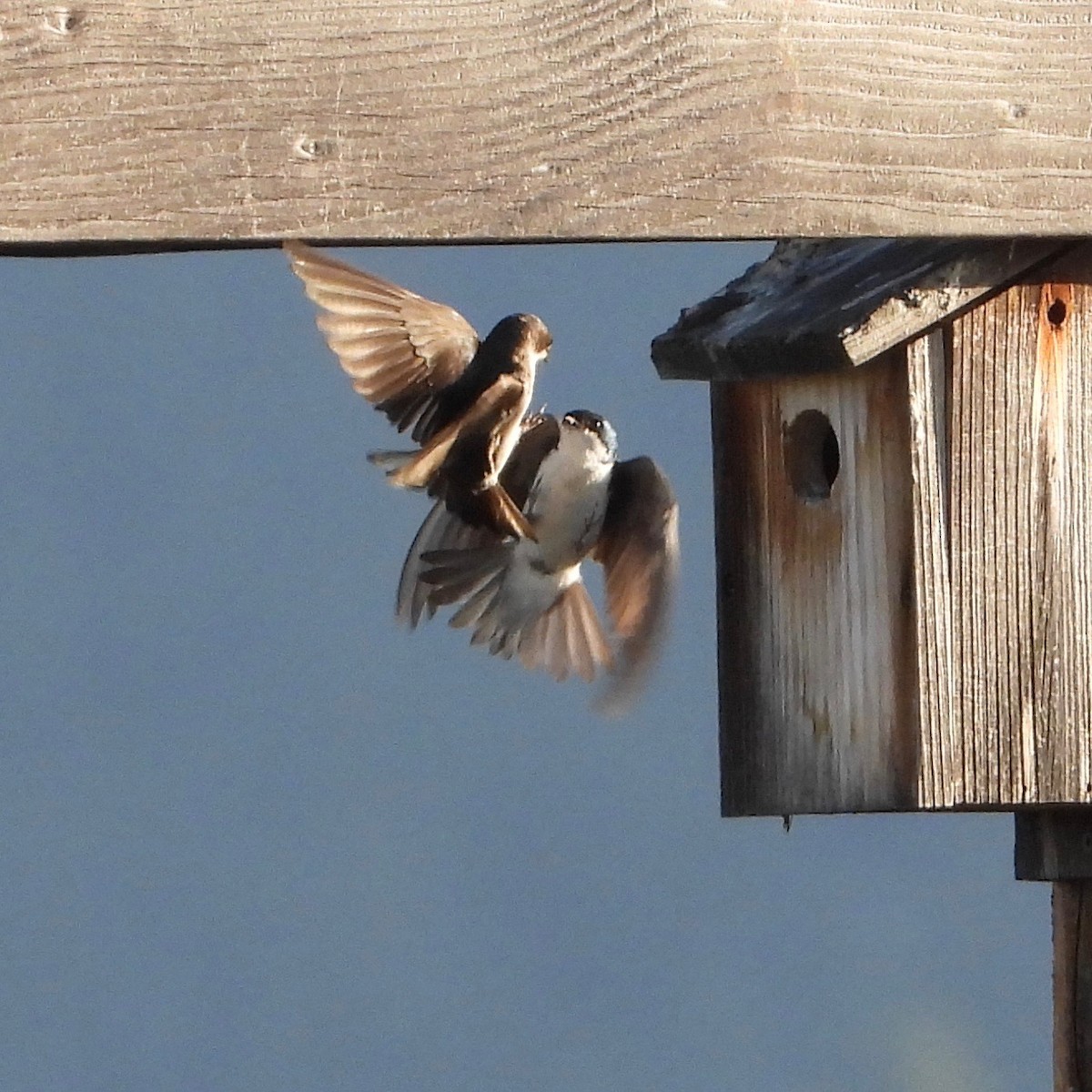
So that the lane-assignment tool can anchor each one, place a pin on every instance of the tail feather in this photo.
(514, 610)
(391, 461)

---

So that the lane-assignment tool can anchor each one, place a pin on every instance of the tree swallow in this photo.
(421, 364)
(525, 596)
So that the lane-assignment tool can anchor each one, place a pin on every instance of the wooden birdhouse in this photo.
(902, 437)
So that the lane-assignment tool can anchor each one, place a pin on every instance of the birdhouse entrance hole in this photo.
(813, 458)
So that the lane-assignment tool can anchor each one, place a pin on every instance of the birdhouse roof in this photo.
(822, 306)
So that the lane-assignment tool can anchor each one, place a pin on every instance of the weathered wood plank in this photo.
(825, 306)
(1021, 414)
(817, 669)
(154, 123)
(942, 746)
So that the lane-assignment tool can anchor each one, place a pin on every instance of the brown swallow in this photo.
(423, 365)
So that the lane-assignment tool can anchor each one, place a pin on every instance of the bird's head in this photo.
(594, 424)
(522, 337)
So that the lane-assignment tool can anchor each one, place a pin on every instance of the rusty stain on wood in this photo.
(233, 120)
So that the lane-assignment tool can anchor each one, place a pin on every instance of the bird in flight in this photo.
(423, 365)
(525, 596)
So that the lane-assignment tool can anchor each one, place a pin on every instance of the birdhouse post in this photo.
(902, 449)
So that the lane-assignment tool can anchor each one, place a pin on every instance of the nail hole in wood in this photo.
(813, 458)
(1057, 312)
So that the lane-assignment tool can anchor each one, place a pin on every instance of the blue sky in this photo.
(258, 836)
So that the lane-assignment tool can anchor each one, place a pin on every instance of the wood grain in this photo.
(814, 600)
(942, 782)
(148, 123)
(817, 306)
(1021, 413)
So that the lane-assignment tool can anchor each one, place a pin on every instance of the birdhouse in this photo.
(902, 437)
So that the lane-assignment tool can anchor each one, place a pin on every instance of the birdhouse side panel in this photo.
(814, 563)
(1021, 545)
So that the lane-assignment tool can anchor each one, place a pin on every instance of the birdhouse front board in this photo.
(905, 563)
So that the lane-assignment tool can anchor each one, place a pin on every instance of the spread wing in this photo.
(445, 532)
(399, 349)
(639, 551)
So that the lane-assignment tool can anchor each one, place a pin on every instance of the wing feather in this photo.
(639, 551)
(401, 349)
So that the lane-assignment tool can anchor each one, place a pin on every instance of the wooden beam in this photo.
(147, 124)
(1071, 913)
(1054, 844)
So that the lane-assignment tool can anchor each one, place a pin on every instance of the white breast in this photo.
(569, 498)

==

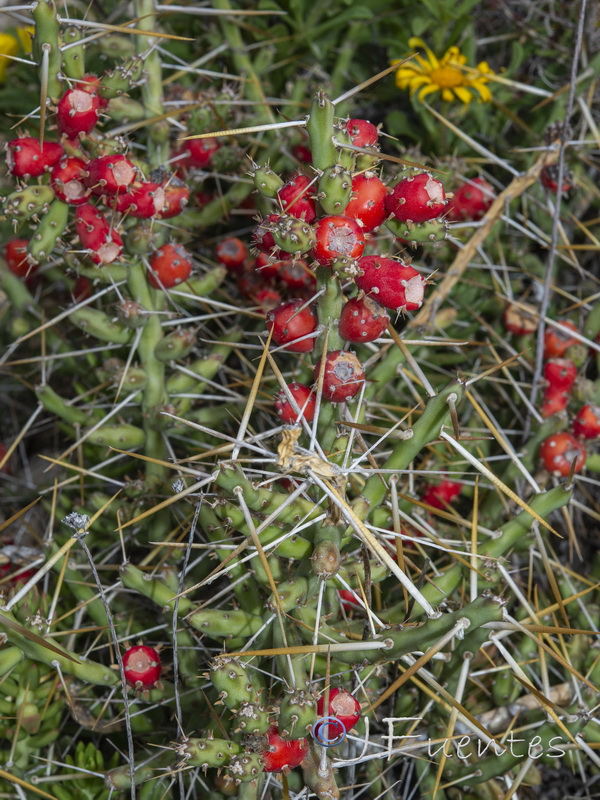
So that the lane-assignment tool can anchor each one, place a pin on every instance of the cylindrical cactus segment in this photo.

> _Required task_
Which lines of the records contain the string "wooden", matching case exactly? Pick out each one and copy it in full.

> _The output_
So that the lane-assignment tool can anchor each one, place a pin on every instance of the wooden birdhouse in this photo.
So that the lane-assignment tool can anchor each one, place a pin on every instance of the wooden beam in this photo.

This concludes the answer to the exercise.